BEGIN Extracted data
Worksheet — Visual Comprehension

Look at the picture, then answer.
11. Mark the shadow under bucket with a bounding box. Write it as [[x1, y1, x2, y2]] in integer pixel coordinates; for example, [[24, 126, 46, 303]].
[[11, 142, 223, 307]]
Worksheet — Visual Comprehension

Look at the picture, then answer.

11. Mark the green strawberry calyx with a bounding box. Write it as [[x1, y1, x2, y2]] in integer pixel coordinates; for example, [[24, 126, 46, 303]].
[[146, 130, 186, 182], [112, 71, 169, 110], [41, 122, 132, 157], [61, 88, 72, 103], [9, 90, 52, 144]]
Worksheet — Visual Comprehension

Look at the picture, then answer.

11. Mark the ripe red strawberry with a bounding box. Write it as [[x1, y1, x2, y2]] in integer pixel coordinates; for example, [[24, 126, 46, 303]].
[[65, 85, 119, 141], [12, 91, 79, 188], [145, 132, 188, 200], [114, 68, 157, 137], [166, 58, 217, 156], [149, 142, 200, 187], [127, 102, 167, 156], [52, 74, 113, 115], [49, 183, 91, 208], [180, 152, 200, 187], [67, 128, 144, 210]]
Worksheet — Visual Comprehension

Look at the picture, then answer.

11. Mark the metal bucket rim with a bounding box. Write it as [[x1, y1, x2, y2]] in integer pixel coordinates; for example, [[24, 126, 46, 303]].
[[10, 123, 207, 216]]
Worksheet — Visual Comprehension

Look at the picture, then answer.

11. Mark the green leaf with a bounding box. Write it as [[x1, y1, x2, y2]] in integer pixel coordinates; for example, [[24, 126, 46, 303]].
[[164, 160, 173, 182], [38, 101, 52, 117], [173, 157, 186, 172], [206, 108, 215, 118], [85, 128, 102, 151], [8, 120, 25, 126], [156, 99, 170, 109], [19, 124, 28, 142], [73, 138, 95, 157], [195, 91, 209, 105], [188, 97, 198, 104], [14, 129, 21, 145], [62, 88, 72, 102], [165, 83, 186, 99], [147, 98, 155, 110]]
END Extracted data
Task description> Please copy the listing above line for line, reproducing every character as it stands.

Answer for the task>
Worksheet — Visual Comprehension

Look at the picture, then answer.
11. Mark the shadow under bucket with a bounding box. Write it as [[x1, y1, x2, y2]] in integer pixel coordinates; for example, [[24, 126, 46, 303]].
[[11, 142, 223, 307]]
Worksheet — Visual Comprehension

Look at the picture, then answer.

11. Mark the green strawberry calyx with a bounding box. Write it as [[x1, y1, x2, y2]] in integer pixel coordinates; for example, [[24, 126, 46, 303]].
[[146, 130, 186, 182], [112, 71, 169, 110], [41, 122, 132, 157], [61, 88, 72, 103], [9, 90, 52, 144]]
Worksheet — Visual Comprehension

Look at the picture, then answer.

11. Mark the ripe red strawberry with a bounding box. Write it as [[x1, y1, x2, y2]] in integer pixel coordinates; for example, [[24, 126, 46, 303]].
[[65, 85, 119, 141], [12, 91, 79, 188], [145, 132, 188, 200], [114, 68, 157, 137], [166, 58, 217, 156], [149, 142, 200, 187], [127, 102, 167, 156], [52, 74, 113, 115], [49, 183, 91, 208], [180, 152, 200, 187], [67, 128, 144, 210]]
Worksheet — Visual Comprehension

Look at the picture, then answer.

11. Mark the metal bucket rim with a bounding box. Write it as [[x1, y1, x2, y2]] in integer pixel coordinates; for example, [[24, 126, 46, 303]].
[[10, 123, 207, 216]]
Worksheet — Visual Comprehension

Look at the picture, then answer.

11. Mark the green leaf with a bounding box. Write it as [[x1, y1, x2, y2]] in integer pixel coordinates; for example, [[24, 126, 46, 303]].
[[164, 160, 173, 182], [38, 101, 52, 117], [173, 157, 186, 172], [206, 108, 215, 118], [85, 128, 102, 151], [8, 120, 25, 126], [156, 99, 170, 109], [19, 124, 28, 142], [73, 138, 95, 157], [195, 91, 209, 105], [188, 97, 198, 104], [14, 129, 21, 145], [62, 88, 72, 102], [165, 83, 186, 99], [147, 98, 155, 110]]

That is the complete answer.